## Start
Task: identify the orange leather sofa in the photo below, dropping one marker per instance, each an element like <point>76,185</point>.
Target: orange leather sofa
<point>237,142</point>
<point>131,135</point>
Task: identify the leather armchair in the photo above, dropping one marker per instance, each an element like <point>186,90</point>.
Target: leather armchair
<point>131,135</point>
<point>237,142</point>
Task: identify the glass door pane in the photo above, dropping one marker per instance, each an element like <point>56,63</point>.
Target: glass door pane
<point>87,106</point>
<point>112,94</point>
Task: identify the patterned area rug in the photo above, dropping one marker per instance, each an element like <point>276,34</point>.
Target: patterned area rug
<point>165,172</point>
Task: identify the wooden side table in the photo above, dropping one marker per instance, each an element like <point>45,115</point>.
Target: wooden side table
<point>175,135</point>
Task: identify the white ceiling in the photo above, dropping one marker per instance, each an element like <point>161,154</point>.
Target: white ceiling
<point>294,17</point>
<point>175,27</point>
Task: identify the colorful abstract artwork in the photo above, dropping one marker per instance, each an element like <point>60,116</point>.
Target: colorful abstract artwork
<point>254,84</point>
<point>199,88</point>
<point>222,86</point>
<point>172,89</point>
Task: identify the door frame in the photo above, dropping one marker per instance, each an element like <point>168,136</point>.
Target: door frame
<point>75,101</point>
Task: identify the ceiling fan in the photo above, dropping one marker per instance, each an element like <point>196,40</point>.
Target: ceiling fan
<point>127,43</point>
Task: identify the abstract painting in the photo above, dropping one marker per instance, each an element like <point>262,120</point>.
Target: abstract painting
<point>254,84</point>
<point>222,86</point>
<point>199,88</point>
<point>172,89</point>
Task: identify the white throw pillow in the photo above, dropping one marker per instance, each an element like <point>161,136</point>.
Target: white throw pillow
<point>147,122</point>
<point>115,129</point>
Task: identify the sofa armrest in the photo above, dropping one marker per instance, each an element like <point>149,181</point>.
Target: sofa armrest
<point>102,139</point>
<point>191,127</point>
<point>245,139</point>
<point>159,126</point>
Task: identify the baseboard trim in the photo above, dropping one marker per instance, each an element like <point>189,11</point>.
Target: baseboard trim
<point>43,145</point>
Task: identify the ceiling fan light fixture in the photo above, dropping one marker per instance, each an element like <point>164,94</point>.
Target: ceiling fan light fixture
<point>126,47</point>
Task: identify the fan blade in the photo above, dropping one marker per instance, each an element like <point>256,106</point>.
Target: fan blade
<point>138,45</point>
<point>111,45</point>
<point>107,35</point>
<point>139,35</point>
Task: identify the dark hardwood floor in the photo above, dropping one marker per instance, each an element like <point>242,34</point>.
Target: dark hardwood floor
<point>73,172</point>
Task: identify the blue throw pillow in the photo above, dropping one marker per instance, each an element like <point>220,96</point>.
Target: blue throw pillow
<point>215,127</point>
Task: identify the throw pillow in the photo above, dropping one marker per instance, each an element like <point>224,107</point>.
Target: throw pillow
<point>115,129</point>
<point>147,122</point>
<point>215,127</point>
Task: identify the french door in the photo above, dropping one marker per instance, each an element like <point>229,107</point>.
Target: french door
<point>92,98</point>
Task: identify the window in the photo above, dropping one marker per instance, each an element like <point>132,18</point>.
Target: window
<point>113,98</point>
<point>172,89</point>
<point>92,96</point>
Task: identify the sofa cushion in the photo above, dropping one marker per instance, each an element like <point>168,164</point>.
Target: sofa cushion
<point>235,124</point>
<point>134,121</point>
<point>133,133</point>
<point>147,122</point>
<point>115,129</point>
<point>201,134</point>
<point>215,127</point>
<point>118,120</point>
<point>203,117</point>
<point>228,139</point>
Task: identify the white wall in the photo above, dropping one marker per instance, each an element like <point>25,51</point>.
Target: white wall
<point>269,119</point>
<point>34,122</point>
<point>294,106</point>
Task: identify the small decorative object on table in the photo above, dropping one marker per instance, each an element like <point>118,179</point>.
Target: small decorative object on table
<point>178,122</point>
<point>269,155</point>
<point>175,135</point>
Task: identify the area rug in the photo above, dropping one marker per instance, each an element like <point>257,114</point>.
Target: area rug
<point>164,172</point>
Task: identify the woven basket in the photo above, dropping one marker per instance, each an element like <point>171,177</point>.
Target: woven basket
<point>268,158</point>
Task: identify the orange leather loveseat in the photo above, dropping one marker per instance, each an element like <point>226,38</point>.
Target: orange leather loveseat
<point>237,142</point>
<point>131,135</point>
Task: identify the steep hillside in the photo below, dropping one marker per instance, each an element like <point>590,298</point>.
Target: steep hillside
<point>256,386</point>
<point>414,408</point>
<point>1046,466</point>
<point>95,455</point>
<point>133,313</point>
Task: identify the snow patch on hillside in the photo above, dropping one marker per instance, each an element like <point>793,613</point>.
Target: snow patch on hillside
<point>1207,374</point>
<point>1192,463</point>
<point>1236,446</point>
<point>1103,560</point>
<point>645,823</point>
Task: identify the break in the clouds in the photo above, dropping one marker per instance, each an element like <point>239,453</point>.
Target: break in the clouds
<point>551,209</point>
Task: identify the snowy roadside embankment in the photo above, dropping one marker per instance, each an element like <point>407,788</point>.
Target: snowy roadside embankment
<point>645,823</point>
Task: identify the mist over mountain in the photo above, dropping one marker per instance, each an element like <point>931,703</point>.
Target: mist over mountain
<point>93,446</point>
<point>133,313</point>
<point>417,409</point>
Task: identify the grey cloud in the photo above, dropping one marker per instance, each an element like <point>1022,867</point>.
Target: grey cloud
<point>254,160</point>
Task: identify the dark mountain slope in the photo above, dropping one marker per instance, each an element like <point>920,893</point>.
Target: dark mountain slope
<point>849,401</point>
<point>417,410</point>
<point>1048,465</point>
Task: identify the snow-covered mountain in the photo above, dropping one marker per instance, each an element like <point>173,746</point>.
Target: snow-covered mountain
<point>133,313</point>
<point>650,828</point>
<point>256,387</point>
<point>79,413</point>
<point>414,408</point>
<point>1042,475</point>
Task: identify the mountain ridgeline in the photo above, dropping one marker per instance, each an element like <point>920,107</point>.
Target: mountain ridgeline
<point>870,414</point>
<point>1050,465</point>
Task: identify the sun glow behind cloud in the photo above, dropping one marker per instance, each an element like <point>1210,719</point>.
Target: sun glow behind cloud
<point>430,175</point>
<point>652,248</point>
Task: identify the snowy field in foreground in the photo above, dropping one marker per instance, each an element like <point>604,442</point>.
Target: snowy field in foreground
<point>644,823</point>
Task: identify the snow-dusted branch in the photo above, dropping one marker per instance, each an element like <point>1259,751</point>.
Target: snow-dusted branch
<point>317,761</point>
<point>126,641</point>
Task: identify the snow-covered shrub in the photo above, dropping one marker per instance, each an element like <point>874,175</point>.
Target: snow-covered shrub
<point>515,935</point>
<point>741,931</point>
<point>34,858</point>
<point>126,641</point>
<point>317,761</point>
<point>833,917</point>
## End
AIM. Can you write out every line again, starting from the first and stopping after the one that contains "<point>112,94</point>", with both coordinates of each answer point shifted up by 110 and the sample points inside the "Task:" lines left unchanged?

ANSWER IN FULL.
Task: identify the orange leather sofa in the photo below, dropping one marker per instance, each an element like <point>76,185</point>.
Target: orange leather sofa
<point>347,252</point>
<point>241,245</point>
Task: identify the leather armchair in the photo above, dropping one marker per instance, each an element like <point>186,90</point>.
Target: leather armchair
<point>241,245</point>
<point>347,252</point>
Task: identify the glass door pane in the photo above, dropping one marker per instance, each an element like <point>56,63</point>.
Target: glass door pane
<point>197,216</point>
<point>222,204</point>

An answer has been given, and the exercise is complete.